- **Source material**:
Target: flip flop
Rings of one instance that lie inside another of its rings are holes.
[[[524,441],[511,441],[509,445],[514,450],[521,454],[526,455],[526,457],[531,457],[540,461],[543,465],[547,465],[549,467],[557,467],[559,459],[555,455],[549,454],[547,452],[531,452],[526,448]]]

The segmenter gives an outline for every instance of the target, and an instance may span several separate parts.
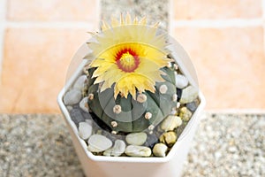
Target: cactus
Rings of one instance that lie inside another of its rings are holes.
[[[102,120],[112,133],[152,129],[176,107],[177,90],[171,67],[161,69],[166,73],[162,75],[164,81],[155,82],[155,93],[137,92],[136,99],[130,94],[127,98],[119,94],[115,99],[113,87],[101,92],[101,85],[95,84],[95,79],[92,78],[95,70],[88,69],[88,106],[95,114],[95,119]]]

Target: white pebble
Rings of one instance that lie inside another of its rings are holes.
[[[125,154],[132,157],[149,157],[152,154],[151,149],[146,146],[129,145]]]
[[[84,112],[89,112],[88,102],[87,102],[87,100],[88,100],[88,97],[86,96],[86,97],[84,97],[84,98],[80,101],[80,107]]]
[[[112,142],[102,135],[92,135],[87,142],[87,149],[92,152],[102,152],[112,146]]]
[[[65,105],[73,105],[78,104],[82,98],[82,93],[79,89],[72,89],[68,91],[64,96],[64,103]]]
[[[80,122],[79,124],[79,134],[80,138],[83,140],[87,140],[92,135],[92,121]]]
[[[180,104],[187,104],[195,100],[198,96],[198,89],[193,86],[188,86],[182,90]]]
[[[85,81],[87,80],[86,75],[80,76],[73,84],[73,88],[82,90],[85,86]]]
[[[125,137],[128,144],[142,145],[147,141],[148,135],[144,132],[128,134]]]
[[[182,124],[178,116],[169,115],[161,124],[161,129],[163,131],[172,131]]]
[[[103,153],[104,156],[118,157],[125,151],[126,144],[122,140],[116,140],[114,146],[109,150],[106,150]]]
[[[177,74],[175,76],[175,79],[176,79],[176,87],[181,89],[186,88],[189,83],[187,78],[182,74]]]
[[[165,157],[167,150],[168,147],[163,143],[156,143],[153,148],[153,153],[157,157]]]

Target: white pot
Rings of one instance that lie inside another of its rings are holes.
[[[186,53],[178,43],[173,42],[174,50],[173,57],[177,59],[182,73],[188,78],[190,83],[198,87],[196,84],[196,77],[193,68]],[[95,156],[87,150],[87,146],[84,140],[80,139],[78,129],[72,120],[70,114],[63,103],[63,96],[70,87],[73,84],[77,77],[81,73],[83,66],[87,61],[82,60],[82,58],[87,54],[89,49],[83,44],[76,55],[73,57],[75,64],[78,67],[73,69],[74,73],[71,73],[71,78],[66,81],[63,90],[57,96],[57,102],[62,113],[65,119],[69,128],[73,145],[80,158],[84,172],[88,177],[178,177],[181,174],[183,162],[187,157],[187,152],[191,145],[192,140],[196,131],[196,127],[200,122],[199,114],[205,105],[205,99],[201,91],[199,97],[201,104],[197,110],[193,112],[193,117],[189,120],[186,128],[178,137],[169,154],[165,158],[132,158],[132,157],[104,157]],[[178,61],[179,60],[179,61]],[[186,67],[188,66],[188,67]]]

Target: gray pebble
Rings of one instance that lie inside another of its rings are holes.
[[[92,120],[87,120],[84,122],[80,122],[79,124],[79,134],[80,138],[83,140],[87,140],[92,135]]]
[[[188,86],[182,90],[180,104],[187,104],[193,102],[198,97],[198,89],[193,86]]]
[[[148,135],[148,139],[145,145],[153,148],[154,145],[158,142],[158,137],[155,134],[151,134]]]
[[[165,157],[168,147],[163,143],[156,143],[153,148],[153,153],[157,157]]]
[[[182,74],[175,75],[175,79],[176,79],[176,87],[181,89],[187,87],[189,83],[187,78]]]
[[[91,152],[102,152],[112,146],[112,142],[102,135],[92,135],[87,142],[87,149]]]
[[[73,108],[71,112],[70,116],[72,120],[75,123],[75,125],[79,125],[80,122],[85,121],[85,118],[81,112],[81,110]]]
[[[189,109],[191,112],[195,112],[198,105],[195,102],[191,102],[186,104],[186,108]]]
[[[178,115],[184,121],[188,121],[193,116],[193,112],[189,111],[186,107],[182,107],[179,110]]]
[[[169,115],[161,124],[161,129],[163,131],[172,131],[182,124],[178,116]]]
[[[152,151],[146,146],[129,145],[126,147],[125,154],[132,157],[149,157]]]
[[[173,146],[177,142],[177,139],[178,136],[175,132],[166,132],[159,137],[159,141],[164,144],[167,144],[169,147]]]
[[[116,140],[114,146],[109,150],[106,150],[103,153],[104,156],[118,157],[125,151],[126,144],[122,140]]]
[[[85,86],[85,81],[87,80],[86,75],[80,76],[73,84],[73,88],[82,90]]]
[[[64,96],[64,103],[65,105],[73,105],[78,104],[82,98],[82,93],[79,89],[72,89],[68,91]]]
[[[148,135],[146,133],[132,133],[126,135],[126,142],[128,144],[138,145],[140,146],[145,143],[147,141]]]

- **Problem to solve**: An exact transcription of all the entries is required, without the pictures.

- **Written answer**:
Target: flip flop
Rings of one instance that lie inside another of its rings are holes.
[[[524,441],[511,441],[509,445],[514,450],[521,454],[526,455],[526,457],[531,457],[540,461],[543,465],[547,465],[549,467],[557,467],[559,459],[555,455],[549,454],[547,452],[531,452],[526,448]]]

The segmenter gives an outline for every instance of the target, and an instance may span several separate parts.
Target: cactus
Rings of one instance that lie inside another of its rings are holes.
[[[102,120],[112,133],[152,129],[176,107],[177,90],[171,67],[161,69],[166,73],[162,75],[164,81],[155,82],[155,93],[137,92],[136,99],[130,94],[127,98],[119,94],[115,99],[113,87],[101,92],[101,85],[95,84],[95,79],[92,78],[95,70],[88,69],[88,106],[95,114],[95,119]]]

Target: white pebble
Rings of one instance that lie inside another of its rings are holes.
[[[125,154],[132,157],[149,157],[152,154],[151,149],[146,146],[129,145]]]
[[[84,112],[89,112],[88,102],[87,102],[87,100],[88,100],[88,97],[86,96],[86,97],[84,97],[84,98],[80,101],[80,107]]]
[[[112,142],[102,135],[92,135],[87,142],[87,149],[92,152],[102,152],[112,146]]]
[[[65,105],[73,105],[78,104],[82,98],[82,93],[79,89],[72,89],[68,91],[64,96],[64,103]]]
[[[80,122],[79,124],[79,134],[80,138],[83,140],[87,140],[92,135],[92,121]]]
[[[180,104],[187,104],[195,100],[198,96],[198,89],[193,86],[188,86],[182,90]]]
[[[85,81],[87,80],[86,75],[80,76],[73,84],[73,88],[82,90],[85,86]]]
[[[125,137],[128,144],[142,145],[147,141],[148,135],[144,132],[128,134]]]
[[[182,124],[178,116],[169,115],[161,124],[161,129],[163,131],[172,131]]]
[[[103,153],[104,156],[118,157],[125,151],[126,144],[122,140],[116,140],[114,146],[109,150],[106,150]]]
[[[177,74],[175,76],[175,79],[176,79],[176,87],[181,89],[186,88],[189,83],[187,78],[182,74]]]
[[[165,157],[167,150],[168,147],[163,143],[156,143],[153,148],[153,153],[157,157]]]

Target: white pot
Rings of one instance that lie inside another of its rings are holes.
[[[186,53],[178,43],[173,42],[174,50],[173,57],[177,59],[182,73],[188,78],[190,83],[198,87],[196,84],[196,77],[193,68]],[[95,156],[87,150],[87,146],[84,140],[80,139],[78,129],[72,120],[70,114],[63,103],[63,96],[70,87],[73,84],[77,77],[81,73],[83,66],[87,61],[82,60],[82,58],[87,54],[89,49],[83,44],[76,55],[73,57],[75,64],[78,67],[73,69],[74,73],[71,73],[71,78],[66,81],[63,90],[57,96],[57,102],[62,113],[65,119],[69,128],[73,145],[80,158],[84,172],[88,177],[178,177],[181,174],[183,162],[187,157],[187,152],[191,145],[192,140],[196,131],[196,127],[200,122],[199,114],[205,105],[205,99],[201,91],[199,97],[201,104],[197,110],[193,112],[193,117],[189,120],[186,128],[178,137],[169,154],[165,158],[132,158],[132,157],[104,157]],[[178,61],[179,60],[179,61]],[[186,67],[188,66],[188,67]]]

Target: gray pebble
Rings of one instance that lie inside another of its rings are holes.
[[[92,120],[87,120],[84,122],[80,122],[79,124],[79,134],[80,138],[83,140],[87,140],[92,135]]]
[[[188,86],[182,90],[180,104],[187,104],[193,102],[198,97],[198,89],[193,86]]]
[[[148,135],[148,139],[145,145],[153,148],[154,145],[158,142],[158,137],[155,134],[151,134]]]
[[[165,157],[168,147],[163,143],[156,143],[153,148],[153,153],[157,157]]]
[[[182,74],[175,75],[175,79],[176,79],[176,87],[181,89],[187,87],[189,83],[187,78]]]
[[[91,152],[102,152],[112,146],[112,142],[102,135],[92,135],[87,142],[87,149]]]
[[[73,108],[71,112],[70,116],[72,120],[75,123],[75,125],[79,125],[80,122],[85,121],[85,118],[81,112],[81,110]]]
[[[189,109],[191,112],[195,112],[198,105],[195,102],[191,102],[186,104],[186,108]]]
[[[178,115],[184,121],[188,121],[193,116],[193,112],[189,111],[186,107],[182,107],[179,110]]]
[[[169,115],[161,124],[161,129],[163,131],[172,131],[182,124],[178,116]]]
[[[152,151],[146,146],[129,145],[126,147],[125,154],[132,157],[149,157]]]
[[[173,146],[177,142],[177,139],[178,136],[175,132],[166,132],[159,137],[159,141],[164,144],[167,144],[169,147]]]
[[[116,140],[114,146],[109,150],[106,150],[103,153],[104,156],[118,157],[125,151],[126,144],[122,140]]]
[[[85,86],[85,81],[87,80],[86,75],[80,76],[73,84],[73,88],[82,90]]]
[[[64,96],[64,103],[65,105],[73,105],[78,104],[82,98],[82,93],[79,89],[72,89],[68,91]]]
[[[148,135],[146,133],[132,133],[126,135],[126,142],[128,144],[138,145],[140,146],[145,143],[147,141]]]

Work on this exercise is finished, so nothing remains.